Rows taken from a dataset
_ _ _ _ _

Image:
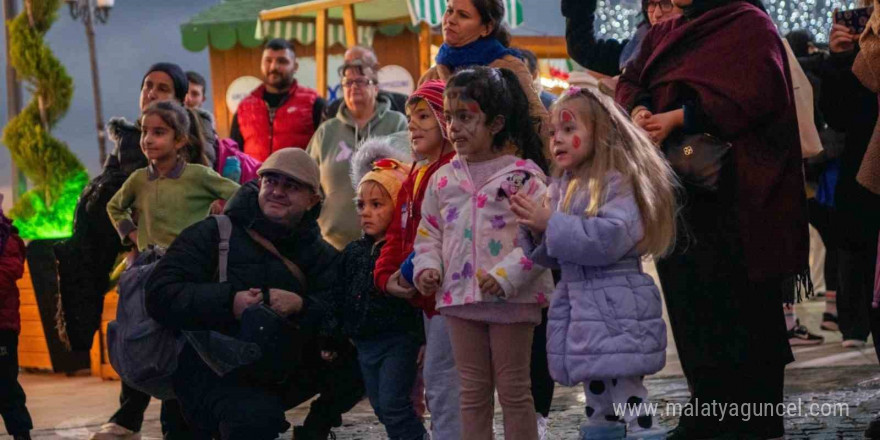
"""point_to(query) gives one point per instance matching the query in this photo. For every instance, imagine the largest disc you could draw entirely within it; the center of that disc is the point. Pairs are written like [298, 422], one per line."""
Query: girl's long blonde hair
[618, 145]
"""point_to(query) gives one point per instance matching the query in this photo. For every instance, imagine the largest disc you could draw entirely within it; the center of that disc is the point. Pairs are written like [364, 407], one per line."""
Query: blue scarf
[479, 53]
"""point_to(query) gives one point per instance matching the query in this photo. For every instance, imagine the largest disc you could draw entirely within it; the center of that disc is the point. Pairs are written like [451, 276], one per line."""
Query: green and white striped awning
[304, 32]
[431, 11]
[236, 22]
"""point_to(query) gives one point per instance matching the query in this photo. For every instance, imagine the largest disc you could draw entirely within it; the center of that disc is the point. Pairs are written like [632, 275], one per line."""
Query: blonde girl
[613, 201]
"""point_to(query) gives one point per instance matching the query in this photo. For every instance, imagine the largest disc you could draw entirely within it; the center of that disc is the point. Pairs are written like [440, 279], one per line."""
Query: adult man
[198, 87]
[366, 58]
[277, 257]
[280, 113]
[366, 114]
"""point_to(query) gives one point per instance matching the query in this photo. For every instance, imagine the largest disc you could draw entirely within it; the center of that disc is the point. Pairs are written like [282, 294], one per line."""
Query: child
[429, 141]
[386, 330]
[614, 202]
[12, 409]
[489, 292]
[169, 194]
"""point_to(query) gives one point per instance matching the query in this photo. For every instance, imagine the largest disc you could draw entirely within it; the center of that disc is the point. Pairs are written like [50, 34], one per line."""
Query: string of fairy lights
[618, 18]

_ _ _ _ _

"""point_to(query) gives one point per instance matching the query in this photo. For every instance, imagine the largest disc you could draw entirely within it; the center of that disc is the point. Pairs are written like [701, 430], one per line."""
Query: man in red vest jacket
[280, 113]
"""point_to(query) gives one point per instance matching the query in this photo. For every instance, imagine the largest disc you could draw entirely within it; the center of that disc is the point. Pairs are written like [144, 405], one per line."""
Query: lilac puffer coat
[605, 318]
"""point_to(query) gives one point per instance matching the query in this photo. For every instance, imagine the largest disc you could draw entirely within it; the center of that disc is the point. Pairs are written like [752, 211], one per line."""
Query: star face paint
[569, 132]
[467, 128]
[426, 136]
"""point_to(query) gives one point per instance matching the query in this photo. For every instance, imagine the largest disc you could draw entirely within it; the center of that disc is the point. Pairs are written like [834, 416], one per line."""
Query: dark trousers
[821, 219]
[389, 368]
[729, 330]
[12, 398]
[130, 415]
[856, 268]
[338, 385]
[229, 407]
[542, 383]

_ _ _ _ _

### PROBLEM TO SOLVE:
Gather every line in the material above that contains the string "blonde". Letter case matters.

### ANSWER TO THE EXERCISE:
Query: girl's long blonde hair
Query: blonde girl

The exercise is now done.